Introduction to judges in Judges
-Hebrew word for "judge" implies more than a judge
-performed as judges, civil duties (administrative) and military leaders (deliverance); Inrig’s “resembled western sheriffs...with forceful personalities who led the people and enforced justice.”
-pre-Kings govt; nation as a loose confederacy (a cross between early American government and Indian tribes)
-office not prescribed in the Law, but approved by God-- individuals (usually) divinely-appointed to serve
-four judges praised in Heb 11:32 (Gideon, Jephthah, Samson, Samuel)
-at least four empowered by the Holy Spirit (Ehud in 3:10, Gideon in 6:34, Jephthah in 11:29, Samson in 13:25, 14:6,19, 15:14)
-what "special people" had, we now always have as believers (w/ app. to taking Holy Spirit for granted)
--> given God's call to certain people at certain times and empowerment by the Spirit, government was by God, occasionally using people
-"judges govt" ultimately scorned by the people in their demand for a king (a permanent leader) in I Sam 8
--> "a confused time"...
-little political unity
-frequent warfare as Jews tried to complete the conquering and occupying of the Promised Land
-after Joshua had broken the Canaanites’ necks, the people/tribes were supposed to finish the job
-see: Joshua and Judges as pictures of the victorious and not-so-victorious Christian life
-oppression as natural consequences of disobedience and one of God’s tools to bring them back
2.) spiritually (worst-case interpretation of 17:6, 21:25's "everyone did as he saw fit")
-recurring cycle: apostasy, punishment/oppression, cry for help, redemption/release, rest (sin, servitude, supplication, salvation [thru judge], spiral downward)
-salvation thru judge-- a la J or repentance & renewal within S
-but in large part, the judge led them into peace and at most, temporary repentance
-learn from the past or repeat it!
-presumably from a subtle slide rather than 0/1 (see: adultery)
a.) as nations...
--> how do Christians survive/prevail in Inrig’s “cut-flower civilization”?
--> current apostasy lamentable, but also an op for greater ministry
-a spiritual void to be filled--more to do!
-a greater contrast to the world; the darker the cave, the more valuable the flashlight; as a light on a hill
-more dependence on God
b.) as churches, the Church and as individuals...

***

[SHORT EXERCISE]:
Return the part of the notes on the judges that opens with the words containing "-a greater contrast" and closes with "and as individuals...", copied word for word. The entries that come next are separate from the notes on the judges.

***

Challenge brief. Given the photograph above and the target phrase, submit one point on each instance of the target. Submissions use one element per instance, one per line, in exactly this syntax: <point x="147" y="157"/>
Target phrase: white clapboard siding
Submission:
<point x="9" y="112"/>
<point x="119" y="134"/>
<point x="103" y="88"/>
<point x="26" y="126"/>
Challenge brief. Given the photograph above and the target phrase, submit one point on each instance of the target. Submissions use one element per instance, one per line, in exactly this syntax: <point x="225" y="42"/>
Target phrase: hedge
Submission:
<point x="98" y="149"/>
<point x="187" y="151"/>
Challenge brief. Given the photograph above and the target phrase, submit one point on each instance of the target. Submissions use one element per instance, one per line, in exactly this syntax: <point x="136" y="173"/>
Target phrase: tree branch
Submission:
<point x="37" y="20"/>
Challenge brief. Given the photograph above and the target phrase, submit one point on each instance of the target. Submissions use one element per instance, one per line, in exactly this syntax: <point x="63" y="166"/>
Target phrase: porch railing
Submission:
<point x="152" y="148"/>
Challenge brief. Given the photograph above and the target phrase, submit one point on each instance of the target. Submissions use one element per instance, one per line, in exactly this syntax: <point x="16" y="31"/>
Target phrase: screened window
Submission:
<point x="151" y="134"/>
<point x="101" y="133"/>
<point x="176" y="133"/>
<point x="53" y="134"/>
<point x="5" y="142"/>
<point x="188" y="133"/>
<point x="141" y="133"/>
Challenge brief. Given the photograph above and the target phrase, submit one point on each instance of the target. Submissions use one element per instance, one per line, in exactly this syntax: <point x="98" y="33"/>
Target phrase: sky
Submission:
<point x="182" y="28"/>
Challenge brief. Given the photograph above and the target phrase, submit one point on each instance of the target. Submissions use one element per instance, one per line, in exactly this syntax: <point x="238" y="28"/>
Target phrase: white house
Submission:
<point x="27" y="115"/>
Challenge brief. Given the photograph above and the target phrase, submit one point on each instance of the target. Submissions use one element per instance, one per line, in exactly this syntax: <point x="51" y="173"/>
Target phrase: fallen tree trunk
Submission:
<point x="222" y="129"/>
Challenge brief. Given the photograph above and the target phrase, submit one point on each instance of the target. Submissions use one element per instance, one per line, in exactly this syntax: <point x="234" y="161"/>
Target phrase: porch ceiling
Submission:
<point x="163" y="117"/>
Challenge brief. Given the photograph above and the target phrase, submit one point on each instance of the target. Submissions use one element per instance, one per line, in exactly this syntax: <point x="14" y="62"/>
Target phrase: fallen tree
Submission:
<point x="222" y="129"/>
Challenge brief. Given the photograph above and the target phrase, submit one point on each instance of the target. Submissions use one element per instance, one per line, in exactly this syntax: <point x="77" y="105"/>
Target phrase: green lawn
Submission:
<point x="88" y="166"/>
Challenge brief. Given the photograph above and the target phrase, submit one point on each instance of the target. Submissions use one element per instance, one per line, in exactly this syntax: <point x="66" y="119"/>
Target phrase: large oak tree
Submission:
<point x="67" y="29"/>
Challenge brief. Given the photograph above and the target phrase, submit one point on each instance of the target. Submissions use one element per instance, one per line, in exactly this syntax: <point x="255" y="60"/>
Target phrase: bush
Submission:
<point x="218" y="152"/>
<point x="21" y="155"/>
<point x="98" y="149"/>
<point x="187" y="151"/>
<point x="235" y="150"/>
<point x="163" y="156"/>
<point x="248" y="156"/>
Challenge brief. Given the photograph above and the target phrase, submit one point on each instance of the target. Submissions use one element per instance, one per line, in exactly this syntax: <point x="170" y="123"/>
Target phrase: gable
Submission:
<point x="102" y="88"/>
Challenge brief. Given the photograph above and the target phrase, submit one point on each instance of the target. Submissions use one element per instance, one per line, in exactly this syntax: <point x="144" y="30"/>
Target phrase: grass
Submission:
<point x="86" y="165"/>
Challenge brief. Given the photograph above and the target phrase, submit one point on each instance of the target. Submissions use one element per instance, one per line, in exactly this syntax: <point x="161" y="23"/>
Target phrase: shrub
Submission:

***

[RESPONSE TO THIS EXERCISE]:
-a greater contrast to the world; the darker the cave, the more valuable the flashlight; as a light on a hill
-more dependence on God
b.) as churches, the Church and as individuals...